The megatrend of consumerism runs in three broad directions. Let me tell you an anecdote. I was in London and ran out of socks. I could easily find a pair for just £4 (around Rs340) at Uniqlo across the road. It is cheaper today to buy a new pair of socks than to get a worn pair laundered. This is where fast fashion or disposable fashion comes into play. Then there is the other side, brands like Armani. The luxury wearer now wears a mix (of mass and premium brands). Brands have to be differentiated, but the middle brands are the most under attack. That’s why we took a decision to go towards the premium segment in Fabindia. Premium, but one that reflects the skills of India and its traditions.

Who is competition for Fabindia? Do you even have competition?

Everyone has competition. I feel that there is a huge opportunity for a lot of brands in the Indian marketplace. Good competition helps us improve our standards, the value we give our customers and our service levels. Home-grown brands such as Manyavar, Anita Dongre and Urban Ladder, to name a few, have done a fantastic job in setting some great examples of what Indian brands can achieve.

Do you think brands that have a distinct Indian sensibility copy Fabindia?

> [AIM OF THE EXERCISE]: Carry on the Fabindia interview above, picking up after its final line.

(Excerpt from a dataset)
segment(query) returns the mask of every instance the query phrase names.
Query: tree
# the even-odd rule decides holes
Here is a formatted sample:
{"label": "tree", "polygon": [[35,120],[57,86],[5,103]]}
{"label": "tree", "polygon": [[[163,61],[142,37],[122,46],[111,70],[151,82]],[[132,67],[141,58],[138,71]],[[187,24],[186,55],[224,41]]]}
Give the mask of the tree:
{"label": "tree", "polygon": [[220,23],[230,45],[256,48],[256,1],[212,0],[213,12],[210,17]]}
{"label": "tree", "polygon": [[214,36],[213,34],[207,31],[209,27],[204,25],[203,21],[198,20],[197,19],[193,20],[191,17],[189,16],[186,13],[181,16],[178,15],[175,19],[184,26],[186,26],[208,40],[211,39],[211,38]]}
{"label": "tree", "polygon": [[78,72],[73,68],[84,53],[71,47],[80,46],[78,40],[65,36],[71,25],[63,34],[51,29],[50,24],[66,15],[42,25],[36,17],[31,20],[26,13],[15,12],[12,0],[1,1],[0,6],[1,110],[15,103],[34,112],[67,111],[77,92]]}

> [OUTPUT]:
No, I think they are original success stories in their own right. For instance, Shyam Ahuja made it chic to own a dhurrie in the 1980s and 1990s by showcasing dhurries as stylish home products. We benefitted from the way Shyam Ahuja popularized dhurries and yes, then we took dhurries to the middle class. This is a process. Brands benefit from the work done by other brands that have popularized a idea, a type of merchandise or a philosophy. They grow and improvise from there.

Fabindia’s fashion lines are the ones that find some critical feedback in the market.

There are broad fashion trends out there and we respond to them. But to be obsessed with fashion, that’s not our role.

What’s your vision for the coming years?

We believe there is global space for culturally relevant industries. People are open to these now in a way that they weren’t earlier. Brands like Paper Boat (which specializes in traditional Indian beverages) have done a terrific job in creating consumer demand and awareness for products inspired by local traditions. For us, the next revolution will go from physical transaction to retail as experience. It will be exciting to see how we reinvent ourselves.